Task description:
Report every line in the rows below that contains the string "appear", reproducing each such line in full.

Records supplied:
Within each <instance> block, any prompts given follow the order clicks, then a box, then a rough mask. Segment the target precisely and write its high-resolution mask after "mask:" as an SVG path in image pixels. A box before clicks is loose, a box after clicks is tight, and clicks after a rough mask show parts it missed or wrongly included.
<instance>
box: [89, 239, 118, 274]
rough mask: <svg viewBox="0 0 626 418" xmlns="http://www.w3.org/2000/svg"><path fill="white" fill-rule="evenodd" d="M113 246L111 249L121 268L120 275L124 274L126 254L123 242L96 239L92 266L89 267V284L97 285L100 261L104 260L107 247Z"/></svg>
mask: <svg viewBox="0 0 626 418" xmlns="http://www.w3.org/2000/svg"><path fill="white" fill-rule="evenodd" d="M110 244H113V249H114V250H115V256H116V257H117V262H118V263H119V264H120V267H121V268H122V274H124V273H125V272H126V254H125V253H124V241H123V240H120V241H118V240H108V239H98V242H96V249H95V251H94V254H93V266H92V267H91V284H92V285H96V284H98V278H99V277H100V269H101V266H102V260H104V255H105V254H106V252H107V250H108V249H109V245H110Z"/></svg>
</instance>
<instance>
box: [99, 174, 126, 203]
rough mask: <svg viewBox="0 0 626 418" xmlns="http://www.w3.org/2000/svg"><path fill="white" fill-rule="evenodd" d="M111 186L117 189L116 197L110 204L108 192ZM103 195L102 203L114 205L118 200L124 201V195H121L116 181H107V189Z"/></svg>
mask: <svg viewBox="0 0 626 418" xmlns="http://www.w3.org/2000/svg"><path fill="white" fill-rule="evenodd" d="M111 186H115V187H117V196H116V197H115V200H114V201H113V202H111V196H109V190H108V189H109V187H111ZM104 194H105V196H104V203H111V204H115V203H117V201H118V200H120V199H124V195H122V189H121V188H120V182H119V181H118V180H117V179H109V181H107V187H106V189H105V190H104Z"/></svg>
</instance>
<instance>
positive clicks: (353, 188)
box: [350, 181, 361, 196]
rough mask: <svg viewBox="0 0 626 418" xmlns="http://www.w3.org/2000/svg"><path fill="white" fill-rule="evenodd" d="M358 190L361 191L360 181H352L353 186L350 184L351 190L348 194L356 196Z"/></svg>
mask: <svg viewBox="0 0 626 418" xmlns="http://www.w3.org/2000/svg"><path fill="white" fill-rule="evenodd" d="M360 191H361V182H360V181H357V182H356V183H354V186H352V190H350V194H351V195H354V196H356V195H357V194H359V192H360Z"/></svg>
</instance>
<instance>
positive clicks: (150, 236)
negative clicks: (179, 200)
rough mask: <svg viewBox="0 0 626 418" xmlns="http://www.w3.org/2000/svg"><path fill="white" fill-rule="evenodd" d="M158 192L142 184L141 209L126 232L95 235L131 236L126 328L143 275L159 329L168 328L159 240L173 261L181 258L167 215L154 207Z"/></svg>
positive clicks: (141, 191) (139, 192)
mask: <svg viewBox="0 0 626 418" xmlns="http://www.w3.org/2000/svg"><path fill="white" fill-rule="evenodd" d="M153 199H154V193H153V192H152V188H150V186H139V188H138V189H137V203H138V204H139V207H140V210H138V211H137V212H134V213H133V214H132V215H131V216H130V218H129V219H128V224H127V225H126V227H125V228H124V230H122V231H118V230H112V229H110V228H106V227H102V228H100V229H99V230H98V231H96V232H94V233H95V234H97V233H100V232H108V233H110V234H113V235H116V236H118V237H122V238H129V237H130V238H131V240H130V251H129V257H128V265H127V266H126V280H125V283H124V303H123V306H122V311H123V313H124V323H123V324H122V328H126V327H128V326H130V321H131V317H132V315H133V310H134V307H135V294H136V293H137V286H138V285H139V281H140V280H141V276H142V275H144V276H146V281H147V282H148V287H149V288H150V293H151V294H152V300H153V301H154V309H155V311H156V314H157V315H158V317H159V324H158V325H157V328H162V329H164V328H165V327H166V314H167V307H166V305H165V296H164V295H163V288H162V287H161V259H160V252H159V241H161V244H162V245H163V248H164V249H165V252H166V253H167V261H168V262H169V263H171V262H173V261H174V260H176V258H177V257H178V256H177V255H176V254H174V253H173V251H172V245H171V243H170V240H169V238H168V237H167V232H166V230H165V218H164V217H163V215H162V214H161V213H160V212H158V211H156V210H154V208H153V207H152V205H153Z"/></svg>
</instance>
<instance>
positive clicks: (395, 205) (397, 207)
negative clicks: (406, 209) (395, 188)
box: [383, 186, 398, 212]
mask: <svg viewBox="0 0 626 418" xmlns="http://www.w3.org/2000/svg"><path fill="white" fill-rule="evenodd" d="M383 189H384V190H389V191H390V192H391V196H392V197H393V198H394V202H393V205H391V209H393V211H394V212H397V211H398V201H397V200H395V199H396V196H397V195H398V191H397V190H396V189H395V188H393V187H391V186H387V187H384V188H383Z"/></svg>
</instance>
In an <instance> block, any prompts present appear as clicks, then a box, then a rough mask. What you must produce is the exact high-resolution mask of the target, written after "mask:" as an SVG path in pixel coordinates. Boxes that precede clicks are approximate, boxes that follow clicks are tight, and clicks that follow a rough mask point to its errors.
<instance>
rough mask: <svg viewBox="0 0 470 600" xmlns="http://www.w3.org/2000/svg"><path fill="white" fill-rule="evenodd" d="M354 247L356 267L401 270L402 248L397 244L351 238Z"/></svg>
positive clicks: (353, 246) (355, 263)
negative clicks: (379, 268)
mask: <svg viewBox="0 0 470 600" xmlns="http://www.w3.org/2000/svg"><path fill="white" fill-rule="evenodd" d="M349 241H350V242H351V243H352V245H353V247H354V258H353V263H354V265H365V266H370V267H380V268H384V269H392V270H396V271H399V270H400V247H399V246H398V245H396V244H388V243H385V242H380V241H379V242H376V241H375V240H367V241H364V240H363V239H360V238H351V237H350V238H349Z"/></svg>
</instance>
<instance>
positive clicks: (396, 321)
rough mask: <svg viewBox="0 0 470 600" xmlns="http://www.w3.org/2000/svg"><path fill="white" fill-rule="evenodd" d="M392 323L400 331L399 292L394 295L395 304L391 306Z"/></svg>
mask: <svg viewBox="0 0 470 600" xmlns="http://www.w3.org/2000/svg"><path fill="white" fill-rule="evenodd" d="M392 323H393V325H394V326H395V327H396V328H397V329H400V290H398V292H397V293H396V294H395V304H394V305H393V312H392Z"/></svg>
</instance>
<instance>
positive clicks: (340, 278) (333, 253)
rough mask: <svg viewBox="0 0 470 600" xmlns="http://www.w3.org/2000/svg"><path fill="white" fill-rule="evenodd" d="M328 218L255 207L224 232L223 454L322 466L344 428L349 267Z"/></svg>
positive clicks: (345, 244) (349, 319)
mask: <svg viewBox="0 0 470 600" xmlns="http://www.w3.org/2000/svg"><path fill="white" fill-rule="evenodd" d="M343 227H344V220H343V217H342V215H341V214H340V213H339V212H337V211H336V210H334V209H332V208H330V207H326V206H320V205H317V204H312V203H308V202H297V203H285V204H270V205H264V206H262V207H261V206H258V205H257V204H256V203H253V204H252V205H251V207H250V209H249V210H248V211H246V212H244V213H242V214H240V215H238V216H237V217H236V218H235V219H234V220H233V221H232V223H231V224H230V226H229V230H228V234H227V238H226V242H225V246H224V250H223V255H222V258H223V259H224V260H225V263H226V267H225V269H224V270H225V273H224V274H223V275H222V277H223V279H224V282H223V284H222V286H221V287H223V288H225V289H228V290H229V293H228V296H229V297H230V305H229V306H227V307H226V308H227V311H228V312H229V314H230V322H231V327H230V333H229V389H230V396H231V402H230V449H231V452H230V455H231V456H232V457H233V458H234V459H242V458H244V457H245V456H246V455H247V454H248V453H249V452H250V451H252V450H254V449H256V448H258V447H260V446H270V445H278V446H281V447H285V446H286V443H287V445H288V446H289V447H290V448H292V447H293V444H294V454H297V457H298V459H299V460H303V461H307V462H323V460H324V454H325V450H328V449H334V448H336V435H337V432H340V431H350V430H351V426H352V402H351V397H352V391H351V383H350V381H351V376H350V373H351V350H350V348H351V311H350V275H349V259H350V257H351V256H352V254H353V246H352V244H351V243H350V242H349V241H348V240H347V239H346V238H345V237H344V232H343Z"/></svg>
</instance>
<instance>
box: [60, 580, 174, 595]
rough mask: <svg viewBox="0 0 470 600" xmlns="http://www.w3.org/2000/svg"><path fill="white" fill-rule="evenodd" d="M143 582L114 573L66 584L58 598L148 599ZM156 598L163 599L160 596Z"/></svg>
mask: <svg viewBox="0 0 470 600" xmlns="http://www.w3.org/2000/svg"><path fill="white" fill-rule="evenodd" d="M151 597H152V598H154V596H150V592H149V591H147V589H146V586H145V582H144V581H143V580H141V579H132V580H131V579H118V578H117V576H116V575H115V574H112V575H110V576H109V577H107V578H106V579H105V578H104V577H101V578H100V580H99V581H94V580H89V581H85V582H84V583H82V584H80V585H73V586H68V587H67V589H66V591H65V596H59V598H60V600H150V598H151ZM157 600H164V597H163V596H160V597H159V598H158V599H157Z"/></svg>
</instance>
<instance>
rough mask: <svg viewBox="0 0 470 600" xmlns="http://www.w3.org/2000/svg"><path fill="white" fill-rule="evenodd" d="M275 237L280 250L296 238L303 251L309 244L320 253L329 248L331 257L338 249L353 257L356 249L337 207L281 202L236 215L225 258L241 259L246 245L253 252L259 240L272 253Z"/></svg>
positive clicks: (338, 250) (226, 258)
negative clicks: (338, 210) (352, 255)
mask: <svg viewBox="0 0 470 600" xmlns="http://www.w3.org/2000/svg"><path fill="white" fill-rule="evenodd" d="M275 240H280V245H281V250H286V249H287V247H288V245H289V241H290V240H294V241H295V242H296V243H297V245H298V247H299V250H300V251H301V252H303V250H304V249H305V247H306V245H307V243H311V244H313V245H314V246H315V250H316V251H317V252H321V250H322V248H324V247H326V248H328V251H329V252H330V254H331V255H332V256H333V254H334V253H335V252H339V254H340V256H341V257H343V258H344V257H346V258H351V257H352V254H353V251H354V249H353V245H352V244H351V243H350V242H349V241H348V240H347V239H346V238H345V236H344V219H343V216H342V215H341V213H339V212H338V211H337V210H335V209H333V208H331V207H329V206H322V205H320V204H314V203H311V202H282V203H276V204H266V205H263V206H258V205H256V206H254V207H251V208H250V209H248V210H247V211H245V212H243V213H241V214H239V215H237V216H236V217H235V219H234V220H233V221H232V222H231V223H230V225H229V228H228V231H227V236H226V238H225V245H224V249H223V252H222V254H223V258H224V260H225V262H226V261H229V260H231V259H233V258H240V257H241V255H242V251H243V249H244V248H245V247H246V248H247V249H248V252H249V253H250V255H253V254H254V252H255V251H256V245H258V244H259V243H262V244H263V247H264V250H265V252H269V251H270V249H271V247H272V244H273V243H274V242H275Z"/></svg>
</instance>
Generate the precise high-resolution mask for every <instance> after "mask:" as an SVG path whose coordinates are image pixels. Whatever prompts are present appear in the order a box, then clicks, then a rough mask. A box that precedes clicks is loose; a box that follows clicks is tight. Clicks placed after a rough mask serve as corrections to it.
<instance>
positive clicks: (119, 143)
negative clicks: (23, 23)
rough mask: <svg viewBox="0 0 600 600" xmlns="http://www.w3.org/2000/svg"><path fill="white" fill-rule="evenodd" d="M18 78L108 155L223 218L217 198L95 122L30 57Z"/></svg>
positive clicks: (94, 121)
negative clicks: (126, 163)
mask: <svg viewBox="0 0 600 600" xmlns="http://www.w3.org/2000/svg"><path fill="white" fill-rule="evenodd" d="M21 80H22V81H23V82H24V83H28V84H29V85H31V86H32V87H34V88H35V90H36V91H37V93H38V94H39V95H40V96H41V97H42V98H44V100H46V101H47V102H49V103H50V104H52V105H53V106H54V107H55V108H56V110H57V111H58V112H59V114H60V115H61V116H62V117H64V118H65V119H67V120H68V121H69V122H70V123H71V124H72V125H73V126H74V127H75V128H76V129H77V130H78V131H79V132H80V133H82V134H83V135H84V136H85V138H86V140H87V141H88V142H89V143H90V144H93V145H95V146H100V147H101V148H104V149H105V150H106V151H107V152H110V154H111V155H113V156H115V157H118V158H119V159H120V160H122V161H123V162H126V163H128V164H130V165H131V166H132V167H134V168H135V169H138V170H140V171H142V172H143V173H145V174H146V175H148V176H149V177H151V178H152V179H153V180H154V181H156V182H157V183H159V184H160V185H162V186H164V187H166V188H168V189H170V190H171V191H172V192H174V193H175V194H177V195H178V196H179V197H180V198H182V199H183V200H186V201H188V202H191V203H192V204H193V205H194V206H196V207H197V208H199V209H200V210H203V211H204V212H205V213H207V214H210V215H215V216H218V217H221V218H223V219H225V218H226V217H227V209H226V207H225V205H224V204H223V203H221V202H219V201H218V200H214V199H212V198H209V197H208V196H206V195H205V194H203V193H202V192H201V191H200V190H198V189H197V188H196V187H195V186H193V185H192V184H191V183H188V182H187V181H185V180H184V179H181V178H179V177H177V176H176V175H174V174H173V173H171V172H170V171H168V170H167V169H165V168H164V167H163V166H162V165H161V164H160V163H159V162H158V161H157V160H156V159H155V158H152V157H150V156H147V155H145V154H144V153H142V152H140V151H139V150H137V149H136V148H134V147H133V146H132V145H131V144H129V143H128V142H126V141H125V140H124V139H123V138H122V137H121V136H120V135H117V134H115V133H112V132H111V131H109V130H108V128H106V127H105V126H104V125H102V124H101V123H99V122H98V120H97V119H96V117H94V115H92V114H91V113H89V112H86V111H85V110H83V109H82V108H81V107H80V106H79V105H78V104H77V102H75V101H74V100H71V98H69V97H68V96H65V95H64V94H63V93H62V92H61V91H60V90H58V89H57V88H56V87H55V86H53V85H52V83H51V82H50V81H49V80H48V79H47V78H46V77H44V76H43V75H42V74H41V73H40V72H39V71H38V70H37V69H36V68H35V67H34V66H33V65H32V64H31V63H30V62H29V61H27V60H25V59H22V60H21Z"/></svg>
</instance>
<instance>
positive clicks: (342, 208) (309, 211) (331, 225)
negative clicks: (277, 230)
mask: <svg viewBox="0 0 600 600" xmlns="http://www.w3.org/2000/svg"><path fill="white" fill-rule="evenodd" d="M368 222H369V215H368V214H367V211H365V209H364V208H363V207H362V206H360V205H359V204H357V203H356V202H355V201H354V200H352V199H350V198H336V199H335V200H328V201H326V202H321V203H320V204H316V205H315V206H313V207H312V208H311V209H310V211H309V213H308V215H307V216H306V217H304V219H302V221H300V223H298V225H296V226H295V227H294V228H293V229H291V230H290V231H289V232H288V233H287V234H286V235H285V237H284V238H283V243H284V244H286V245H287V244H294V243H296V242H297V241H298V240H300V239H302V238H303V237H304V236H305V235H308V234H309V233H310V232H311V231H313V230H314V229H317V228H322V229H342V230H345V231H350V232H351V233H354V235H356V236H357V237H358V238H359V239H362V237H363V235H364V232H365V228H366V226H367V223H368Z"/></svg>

Exercise solution:
In an <instance> block, any prompts present appear as clicks, then a box, then a rough mask. What you must produce is the exact high-resolution mask of the target, written after "mask:" as an SVG path in pixel coordinates. Boxes that precede clicks are approximate, boxes that follow clicks are tight, and clicks that follow a rough mask point to its errors.
Generate the precise high-resolution mask for every <instance> after "mask:" as an SVG path whose coordinates are image pixels. Whatever prompts are present appear in the order a box, then clicks, then a rough mask. A box that precedes clicks is loose; a box that follows clicks is tight. Clicks placed after a rough mask serve as corrections to it.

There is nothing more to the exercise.